▶ _WORK TO COMPLETE_
Rewrite all the items below as a JSON list of strings, with one string for each line and blank lines omitted.

── AVAILABLE RECORDS ──

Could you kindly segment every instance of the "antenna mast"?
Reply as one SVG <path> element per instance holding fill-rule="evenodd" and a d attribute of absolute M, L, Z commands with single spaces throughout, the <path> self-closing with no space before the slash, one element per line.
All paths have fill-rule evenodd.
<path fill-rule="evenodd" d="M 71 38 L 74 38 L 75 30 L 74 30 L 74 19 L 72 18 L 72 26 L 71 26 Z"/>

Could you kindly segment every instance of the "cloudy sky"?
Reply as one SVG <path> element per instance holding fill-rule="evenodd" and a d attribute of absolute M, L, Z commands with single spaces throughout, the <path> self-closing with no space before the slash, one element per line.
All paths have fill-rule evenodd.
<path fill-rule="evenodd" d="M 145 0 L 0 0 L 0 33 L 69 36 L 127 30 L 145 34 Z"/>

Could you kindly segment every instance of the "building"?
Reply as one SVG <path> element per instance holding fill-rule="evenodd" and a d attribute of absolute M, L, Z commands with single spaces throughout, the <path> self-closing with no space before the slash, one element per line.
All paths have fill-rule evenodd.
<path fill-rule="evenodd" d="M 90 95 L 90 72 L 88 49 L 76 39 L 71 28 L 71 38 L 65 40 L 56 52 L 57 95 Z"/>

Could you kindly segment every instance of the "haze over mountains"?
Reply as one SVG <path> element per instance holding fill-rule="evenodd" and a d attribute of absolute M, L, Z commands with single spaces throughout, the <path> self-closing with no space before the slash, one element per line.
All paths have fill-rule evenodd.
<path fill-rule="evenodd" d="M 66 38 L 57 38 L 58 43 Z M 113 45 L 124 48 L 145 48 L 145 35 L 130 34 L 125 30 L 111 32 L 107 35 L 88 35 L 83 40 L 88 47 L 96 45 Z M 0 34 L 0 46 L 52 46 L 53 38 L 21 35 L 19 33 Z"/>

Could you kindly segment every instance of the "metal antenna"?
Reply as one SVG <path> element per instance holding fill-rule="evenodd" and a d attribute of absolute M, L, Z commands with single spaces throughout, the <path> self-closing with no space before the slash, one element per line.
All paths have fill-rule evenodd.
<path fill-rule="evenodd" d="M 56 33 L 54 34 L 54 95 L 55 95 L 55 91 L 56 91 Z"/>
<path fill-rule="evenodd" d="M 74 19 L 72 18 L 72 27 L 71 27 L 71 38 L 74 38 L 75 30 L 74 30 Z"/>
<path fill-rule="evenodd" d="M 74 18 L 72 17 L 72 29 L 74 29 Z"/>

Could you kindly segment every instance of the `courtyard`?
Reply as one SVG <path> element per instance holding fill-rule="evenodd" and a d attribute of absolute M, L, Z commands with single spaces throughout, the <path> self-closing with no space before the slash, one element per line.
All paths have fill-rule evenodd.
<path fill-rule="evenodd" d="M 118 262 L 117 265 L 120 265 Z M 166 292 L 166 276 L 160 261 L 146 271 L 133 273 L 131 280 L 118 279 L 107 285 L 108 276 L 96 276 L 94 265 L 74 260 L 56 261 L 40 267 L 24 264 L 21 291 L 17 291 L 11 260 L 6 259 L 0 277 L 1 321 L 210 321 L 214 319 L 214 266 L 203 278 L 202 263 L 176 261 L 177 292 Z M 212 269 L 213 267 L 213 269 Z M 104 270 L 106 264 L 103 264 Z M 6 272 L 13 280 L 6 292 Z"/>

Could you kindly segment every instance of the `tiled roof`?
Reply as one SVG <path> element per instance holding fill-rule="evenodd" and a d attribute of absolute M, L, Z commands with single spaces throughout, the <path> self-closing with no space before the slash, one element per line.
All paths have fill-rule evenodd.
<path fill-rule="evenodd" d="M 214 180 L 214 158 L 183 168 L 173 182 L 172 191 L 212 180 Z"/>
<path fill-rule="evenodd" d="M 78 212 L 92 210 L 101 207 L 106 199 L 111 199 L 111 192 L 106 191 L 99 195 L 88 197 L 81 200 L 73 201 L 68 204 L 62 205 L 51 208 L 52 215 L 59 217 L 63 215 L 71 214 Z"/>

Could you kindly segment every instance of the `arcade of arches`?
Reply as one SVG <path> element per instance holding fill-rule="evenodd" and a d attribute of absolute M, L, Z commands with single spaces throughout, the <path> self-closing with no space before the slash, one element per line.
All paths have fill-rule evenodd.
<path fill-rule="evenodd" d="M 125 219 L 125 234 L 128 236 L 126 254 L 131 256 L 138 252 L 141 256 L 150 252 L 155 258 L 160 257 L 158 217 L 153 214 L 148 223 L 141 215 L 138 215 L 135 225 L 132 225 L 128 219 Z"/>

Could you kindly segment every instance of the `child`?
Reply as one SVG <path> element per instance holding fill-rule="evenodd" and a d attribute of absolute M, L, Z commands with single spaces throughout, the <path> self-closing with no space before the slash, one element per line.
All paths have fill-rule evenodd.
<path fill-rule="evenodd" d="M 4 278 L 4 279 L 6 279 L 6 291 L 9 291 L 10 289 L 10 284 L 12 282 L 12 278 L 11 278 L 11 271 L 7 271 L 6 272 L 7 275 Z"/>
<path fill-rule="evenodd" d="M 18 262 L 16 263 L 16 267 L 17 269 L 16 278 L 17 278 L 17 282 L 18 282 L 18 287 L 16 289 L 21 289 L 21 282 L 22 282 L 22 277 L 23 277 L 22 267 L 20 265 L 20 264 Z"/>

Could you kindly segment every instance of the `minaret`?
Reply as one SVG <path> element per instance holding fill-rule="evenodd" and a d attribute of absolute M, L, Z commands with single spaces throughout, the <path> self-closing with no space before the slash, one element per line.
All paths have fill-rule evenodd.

───

▶ _THE SOLUTION_
[
  "Could you kindly segment every instance of the \"antenna mast\"?",
  "Reply as one SVG <path> element per instance holding fill-rule=\"evenodd\" and a d attribute of absolute M, L, Z commands with single spaces throughout, the <path> self-closing with no space before the slash, one element per line.",
  "All paths have fill-rule evenodd.",
  "<path fill-rule=\"evenodd\" d=\"M 71 38 L 74 38 L 75 30 L 74 30 L 74 19 L 72 18 L 72 26 L 71 26 Z\"/>",
  "Could you kindly segment every instance of the \"cloudy sky\"?",
  "Reply as one SVG <path> element per instance holding fill-rule=\"evenodd\" and a d attribute of absolute M, L, Z commands with single spaces throughout, the <path> self-closing with no space before the slash, one element per line.",
  "All paths have fill-rule evenodd.",
  "<path fill-rule=\"evenodd\" d=\"M 145 0 L 0 0 L 0 33 L 69 36 L 127 30 L 145 34 Z\"/>",
  "Could you kindly segment every instance of the \"building\"?",
  "Reply as one SVG <path> element per instance holding fill-rule=\"evenodd\" and a d attribute of absolute M, L, Z commands with single spaces throughout, the <path> self-closing with no space before the slash, one element per line.",
  "All paths have fill-rule evenodd.",
  "<path fill-rule=\"evenodd\" d=\"M 90 95 L 90 72 L 88 49 L 76 39 L 71 28 L 71 38 L 65 40 L 56 52 L 57 95 Z\"/>",
  "Could you kindly segment every instance of the \"haze over mountains\"?",
  "Reply as one SVG <path> element per instance holding fill-rule=\"evenodd\" and a d attribute of absolute M, L, Z commands with single spaces throughout, the <path> self-closing with no space before the slash, one element per line.",
  "All paths have fill-rule evenodd.",
  "<path fill-rule=\"evenodd\" d=\"M 66 38 L 57 38 L 58 43 Z M 113 45 L 124 48 L 145 48 L 145 35 L 130 34 L 125 30 L 111 32 L 107 35 L 88 35 L 83 40 L 88 47 L 96 45 Z M 0 34 L 0 46 L 52 46 L 53 38 L 21 35 L 19 33 Z\"/>",
  "Could you kindly segment every instance of the \"metal antenna\"?",
  "Reply as one SVG <path> element per instance holding fill-rule=\"evenodd\" and a d attribute of absolute M, L, Z commands with single spaces throughout, the <path> self-closing with no space before the slash, one element per line.",
  "All paths have fill-rule evenodd.",
  "<path fill-rule=\"evenodd\" d=\"M 56 33 L 54 34 L 54 95 L 55 95 L 55 91 L 56 91 Z\"/>",
  "<path fill-rule=\"evenodd\" d=\"M 74 19 L 72 18 L 72 27 L 71 27 L 71 38 L 74 38 L 75 30 L 74 30 Z\"/>",
  "<path fill-rule=\"evenodd\" d=\"M 74 18 L 72 17 L 72 29 L 74 29 Z\"/>",
  "Could you kindly segment every instance of the `courtyard`?",
  "Reply as one SVG <path> element per instance holding fill-rule=\"evenodd\" and a d attribute of absolute M, L, Z commands with single spaces throughout, the <path> self-closing with no space before the slash, one element per line.",
  "All paths have fill-rule evenodd.",
  "<path fill-rule=\"evenodd\" d=\"M 118 262 L 117 265 L 120 265 Z M 166 292 L 166 276 L 160 261 L 146 271 L 133 273 L 131 280 L 118 279 L 107 285 L 108 276 L 96 276 L 94 265 L 74 260 L 56 261 L 40 267 L 24 264 L 21 291 L 17 291 L 11 260 L 6 259 L 0 277 L 1 321 L 210 321 L 214 319 L 214 266 L 203 278 L 202 263 L 176 261 L 177 292 Z M 212 269 L 213 267 L 213 269 Z M 104 270 L 106 264 L 103 264 Z M 6 272 L 13 280 L 6 292 Z\"/>",
  "Could you kindly segment every instance of the `tiled roof`?",
  "Reply as one SVG <path> element per instance holding fill-rule=\"evenodd\" and a d attribute of absolute M, L, Z commands with single spaces throughout, the <path> self-closing with no space before the slash, one element per line.",
  "All paths have fill-rule evenodd.",
  "<path fill-rule=\"evenodd\" d=\"M 214 180 L 214 158 L 183 168 L 173 182 L 172 191 L 212 180 Z\"/>",
  "<path fill-rule=\"evenodd\" d=\"M 78 212 L 92 210 L 101 207 L 106 199 L 111 199 L 111 192 L 106 191 L 99 195 L 88 197 L 81 200 L 73 201 L 68 204 L 62 205 L 51 208 L 52 215 L 59 217 L 63 215 L 71 214 Z\"/>",
  "Could you kindly segment every instance of the `arcade of arches`?",
  "Reply as one SVG <path> element per instance holding fill-rule=\"evenodd\" and a d attribute of absolute M, L, Z commands with single spaces throughout, the <path> self-closing with no space before the slash, one element per line.",
  "All paths have fill-rule evenodd.",
  "<path fill-rule=\"evenodd\" d=\"M 125 219 L 125 234 L 128 236 L 126 254 L 131 256 L 138 252 L 141 256 L 150 252 L 155 258 L 160 257 L 158 217 L 153 214 L 148 223 L 141 215 L 138 215 L 135 225 L 132 225 L 128 219 Z\"/>",
  "Could you kindly segment every instance of the `child`?",
  "Reply as one SVG <path> element per instance holding fill-rule=\"evenodd\" and a d attribute of absolute M, L, Z commands with single spaces throughout, the <path> self-closing with no space before the slash, one element per line.",
  "All paths have fill-rule evenodd.",
  "<path fill-rule=\"evenodd\" d=\"M 4 278 L 4 279 L 6 279 L 6 291 L 9 291 L 10 289 L 10 284 L 12 282 L 12 278 L 11 278 L 11 271 L 7 271 L 6 272 L 7 275 Z\"/>",
  "<path fill-rule=\"evenodd\" d=\"M 18 262 L 16 263 L 16 267 L 17 269 L 16 278 L 17 278 L 17 282 L 18 282 L 18 287 L 16 289 L 21 289 L 21 282 L 22 282 L 22 277 L 23 277 L 22 267 L 20 265 L 20 264 Z\"/>",
  "Could you kindly segment every instance of the `minaret`?",
  "Reply as one SVG <path> element per instance holding fill-rule=\"evenodd\" and a d attribute of absolute M, L, Z commands with single spaces throughout, the <path> self-closing with no space before the slash, one element per line.",
  "All paths have fill-rule evenodd."
]